● 原文抜粋
香川に住んでいるという真鍋は、「全国の速い人と走れるいい機会かなと思って」と今大会に出場。本格的にトレーニングを始めたのは2020年の冬だったそうだ。去年ヒルクライムの大会に出始めたばかりで、ノーマークとされていた存在である真鍋が富士ヒル男子選抜で初優勝を飾った。
57分7秒というタイムで走り切ったことについて、「今日は最後の方で向かい風がきつくて、そんなに速度が出ていなかったので、それを含めても大体予想通りかなと」と真鍋は話した。
「今回は全然無名だったと思うので、そこまでマークとかもされていなくて動きやすいことも多かったんですけど、優勝したので次からはマークもされるかなと思います。今年この先、乗鞍とかも出るので。来年の富士ヒルも出たいと思っています」
同じ富士山でも別ルートで激坂のふじあざみラインを41分台で上りきった日本人記録を持つ加藤は、去年に続く2位、57分39秒で走り終えた。
「いつも優勝まで一歩届かないんですけどでも、このメンバーの中でこの順位なんで全然。本当は優勝したかったですけど、悔しいですけど、まあ誇れる順位なのかなって思ってます。
富士ヒルクライムは、もう4~5年前ぐらいまでは59分とか1時間とかが優勝タイムだったのに、ここ2~3年で57分とか56分が出てきて、ちょっとタイムがインフレしてて(笑)。僕も4~5年ぐらい前に出たときは1時間ぐらいで(優勝争いに)残っていたときもあったんで、まさかそのときに57分で上るとは思ってなかったですけど。僕もちょっとは成長してるのかなと」
そう言って笑い、加藤は次戦に予定しているツール・ド・美ヶ原やマウンテンサイクリングin乗鞍に向けて鋭気を蓄える。
今回大会は、北海道で行われたUCIグランフォンド、ニセコクラシックと日程が被ってしまっていたため、そちらに出場した選手も多いはずだ。
次のヒルクライマーたちの大舞台は、8月28日に予定されているマウンテンサイクリングin乗鞍となるだろう。
今回の1位~3位の選手たちは乗鞍にも意欲を示していた。今回は3位となった池田もまた、「ぜひ乗鞍で今日強かった2人と、ニセコに行ってる方もいますし、いろんな強豪の方にリベンジしたいなと思います。今年も上位を目指して頑張ります」と話した。

● データ抜粋
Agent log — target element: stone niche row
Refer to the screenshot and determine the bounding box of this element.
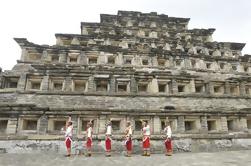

● 記述課題
次の(a)〜(c)が富士ヒルクライムの記事の内容と合うか、それぞれ「はい」か「いいえ」で答え、判断の根拠となる記事の語句をそのまま引用せよ。(a) 真鍋が本格的にトレーニングを始めたのは2020年の冬である。(b) 加藤が2位になったのは今回が初めてである。(c) 池田は今回2位だった。 資料はこの作業に関係しない。

● 記述解答
(a) はい。「本格的にトレーニングを始めたのは2020年の冬だったそうだ」
(b) いいえ。「去年に続く2位」
(c) いいえ。「今回は3位となった池田」